• [Exercise objective]
Each line of the data must be written out again verbatim; no image belongs in the copy.

[Input for this task]

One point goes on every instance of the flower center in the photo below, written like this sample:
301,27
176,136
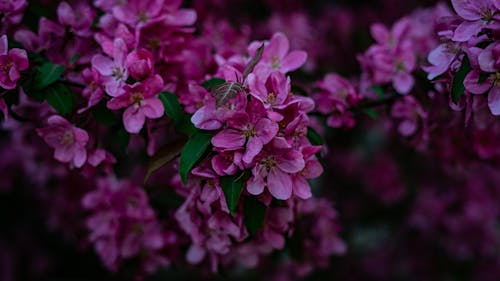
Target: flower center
137,98
487,15
400,66
6,68
142,16
117,73
271,98
275,62
67,138
248,132
496,79
269,163
154,43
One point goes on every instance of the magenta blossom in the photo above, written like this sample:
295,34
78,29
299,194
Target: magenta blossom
335,97
68,141
276,56
274,170
251,130
113,71
489,62
11,63
140,64
477,14
312,169
138,11
141,100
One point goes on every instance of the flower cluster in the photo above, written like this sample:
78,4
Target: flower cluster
262,127
468,55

[/Input for this task]

• [Output below]
One point goes on every instance of the flower center in the photo below, written like this sample:
301,27
176,136
Target: flower center
137,98
487,15
400,66
6,68
142,16
117,73
271,98
275,62
67,138
248,132
496,79
269,163
154,43
One point goes on every instance of the magenta blossom in the photo above, written like this sample:
295,34
78,29
299,194
Target: magenta blossom
335,97
68,141
276,56
274,170
251,130
113,71
489,62
11,63
140,64
477,14
312,169
138,11
141,100
One point goes on every instance of the flower cluster in the photo above, written like this sample:
78,4
Target: flower cluster
262,127
468,55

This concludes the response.